Tulum, Mexico

Casa Malca

Price per night from$481.00

Price information

If you haven’t entered any dates, the rate shown is provided directly by the hotel and represents the cheapest double room (including tax) available in the next 60 days.

Prices have been converted from the hotel’s local currency (USD481.00), via openexchangerates.org, using today’s exchange rate.

Style

Art-filled individualist

Setting

Beachside biosphere

Wild-at-heart beach house Casa Malca is right on the sands of the Riviera Maya, with a concealed entrance and a rustic restaurant-cum-bar dishing out fiery Mexican favourites and chilled margaritas. The rooms are dressed with a colourful – and at times eccentric – collection of modern art (don’t miss the Bart Simpson bedroom), heavy drapes (to keep out prying eyes…) and an eye-grabbing array of furniture that borrows from the baroque as much as it does from modernism. Down on the shore, you'll find sugar-white sands and a bevy of bikini-clad beauties vying for attention with the hotel’s three pools, one of which has a villain-worthy subterranean lair.

········

Print the Casa Malca listing word for word, beginning at the words "Prices have been" and stopping after "villain-worthy subterranean lair.".

········

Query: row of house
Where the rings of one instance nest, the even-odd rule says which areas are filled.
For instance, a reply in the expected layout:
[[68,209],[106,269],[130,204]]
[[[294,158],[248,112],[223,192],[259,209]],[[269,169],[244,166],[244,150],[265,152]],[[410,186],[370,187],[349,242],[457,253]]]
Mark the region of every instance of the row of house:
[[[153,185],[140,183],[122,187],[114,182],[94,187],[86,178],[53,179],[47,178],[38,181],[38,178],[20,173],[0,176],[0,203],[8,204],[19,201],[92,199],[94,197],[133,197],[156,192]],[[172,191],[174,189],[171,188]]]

········

**ANSWER BELOW**:
Prices have been converted from the hotel’s local currency (USD481.00), via openexchangerates.org, using today’s exchange rate.

Style

Art-filled individualist

Setting

Beachside biosphere

Wild-at-heart beach house Casa Malca is right on the sands of the Riviera Maya, with a concealed entrance and a rustic restaurant-cum-bar dishing out fiery Mexican favourites and chilled margaritas. The rooms are dressed with a colourful – and at times eccentric – collection of modern art (don’t miss the Bart Simpson bedroom), heavy drapes (to keep out prying eyes…) and an eye-grabbing array of furniture that borrows from the baroque as much as it does from modernism. Down on the shore, you'll find sugar-white sands and a bevy of bikini-clad beauties vying for attention with the hotel’s three pools, one of which has a villain-worthy subterranean lair.